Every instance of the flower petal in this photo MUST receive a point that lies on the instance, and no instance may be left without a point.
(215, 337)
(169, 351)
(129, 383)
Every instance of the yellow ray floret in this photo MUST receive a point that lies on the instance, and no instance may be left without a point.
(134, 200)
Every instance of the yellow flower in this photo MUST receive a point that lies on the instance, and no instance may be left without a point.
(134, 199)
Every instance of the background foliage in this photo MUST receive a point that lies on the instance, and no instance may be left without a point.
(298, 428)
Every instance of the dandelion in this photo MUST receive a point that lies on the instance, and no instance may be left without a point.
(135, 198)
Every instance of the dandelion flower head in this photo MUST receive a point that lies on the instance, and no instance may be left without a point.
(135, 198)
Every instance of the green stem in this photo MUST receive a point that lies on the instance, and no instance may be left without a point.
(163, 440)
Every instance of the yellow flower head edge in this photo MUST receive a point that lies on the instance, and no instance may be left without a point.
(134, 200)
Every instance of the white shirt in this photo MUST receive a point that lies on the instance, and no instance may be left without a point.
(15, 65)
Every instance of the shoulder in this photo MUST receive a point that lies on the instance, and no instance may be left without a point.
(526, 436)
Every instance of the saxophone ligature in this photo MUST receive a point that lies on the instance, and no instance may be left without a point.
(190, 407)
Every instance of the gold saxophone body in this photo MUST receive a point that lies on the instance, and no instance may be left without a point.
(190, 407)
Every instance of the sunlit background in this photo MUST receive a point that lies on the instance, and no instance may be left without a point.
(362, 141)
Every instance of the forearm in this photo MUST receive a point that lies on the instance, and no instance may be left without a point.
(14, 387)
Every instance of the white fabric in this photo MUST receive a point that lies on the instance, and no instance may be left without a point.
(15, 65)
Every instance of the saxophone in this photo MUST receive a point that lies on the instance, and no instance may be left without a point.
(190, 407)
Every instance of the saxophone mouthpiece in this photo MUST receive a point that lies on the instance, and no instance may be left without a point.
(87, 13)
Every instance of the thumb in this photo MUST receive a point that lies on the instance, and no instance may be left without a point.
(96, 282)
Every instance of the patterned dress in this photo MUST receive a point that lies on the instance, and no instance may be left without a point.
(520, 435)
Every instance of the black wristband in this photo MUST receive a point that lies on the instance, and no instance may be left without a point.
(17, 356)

+ + + + +

**INSTRUCTIONS TO FOLLOW:**
Using the listing above, transcribe every entry exactly.

**WRITTEN RESPONSE:**
Every instance of the flower petal in this photo MUST receive a point that lies on the instance, and no instance may be left without a point.
(215, 337)
(169, 351)
(129, 383)
Every instance of the yellow ray floret in this photo MUST receive a point that lies on the instance, and no instance may be left without a point.
(134, 200)
Every instance of the yellow flower in this photo MUST receive a point that lies on the instance, and no instance may be left without a point.
(134, 199)
Every instance of the background foliage in this photo MUST receive a point that lies on the instance, and no instance may be left without a point.
(298, 428)
Every instance of the dandelion in this photo MUST receive a point that lies on the instance, and no instance may be left without a point.
(135, 198)
Every instance of the dandelion flower head in this photo MUST receive a point that lies on the instance, and no instance may be left without a point.
(135, 198)
Every instance of the green stem in this photo MUST receive a point that lies on the instance, and no instance may be left without a point.
(163, 440)
Every instance of the yellow flower head edge in this photo MUST receive a point that lies on the instance, and no instance may be left without a point.
(134, 200)
Every instance of the white shirt in this photo MUST receive a point that lies on the instance, and no instance may be left without a point.
(15, 65)
Every instance of the shoulder in this photo MUST receive a point that lies on the instance, and no instance may be left without a point.
(526, 436)
Every instance of the saxophone ligature in this photo MUST receive a point that lies on the instance, and no instance may be left without a point.
(190, 407)
Every instance of the gold saxophone body in this photo MUST receive a point that lies on the instance, and no instance may be left without a point.
(190, 407)
Every instance of the sunlit background in this photo MUST receive a point that lies on the instance, and no instance may be left without a point.
(362, 141)
Every instance of the forearm in this photo MUST receive a point that lies on the instance, and no instance may be left without a point.
(14, 387)
Every instance of the white fabric in this photo MUST receive a point that lies on the instance, and no instance may be left without a point.
(15, 65)
Every instance of the saxophone in this photo MUST receive a point that lies on the instance, and no instance may be left without a point.
(190, 407)
Every instance of the saxophone mouthpiece in this photo MUST receive a point that lies on the instance, and no instance may be left without a point.
(87, 13)
Every instance of the thumb in this photo MUST receive a point that lies on the instance, and no instance may be left without a point.
(96, 282)
Every instance of the patterned dress in this photo MUST receive a point that lies on the instance, and no instance may be left without a point.
(520, 435)
Every instance of the black wristband in this photo MUST receive a point that lies on the instance, and no instance may be left without a point.
(17, 356)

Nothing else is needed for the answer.